Source material:
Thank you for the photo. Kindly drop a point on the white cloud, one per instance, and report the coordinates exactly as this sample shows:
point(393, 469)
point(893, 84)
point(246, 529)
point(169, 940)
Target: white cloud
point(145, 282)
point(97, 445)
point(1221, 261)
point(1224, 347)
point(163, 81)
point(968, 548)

Aim:
Quote the listing above verbatim, reproducing every line in its original order.

Complete answer:
Thank you for the photo. Kindly drop a point on the white cloud, one per instance, and report the coordinates exactly as this sample shows:
point(393, 469)
point(893, 84)
point(246, 529)
point(169, 940)
Target: white cloud
point(145, 282)
point(97, 445)
point(1221, 261)
point(1224, 347)
point(163, 81)
point(968, 548)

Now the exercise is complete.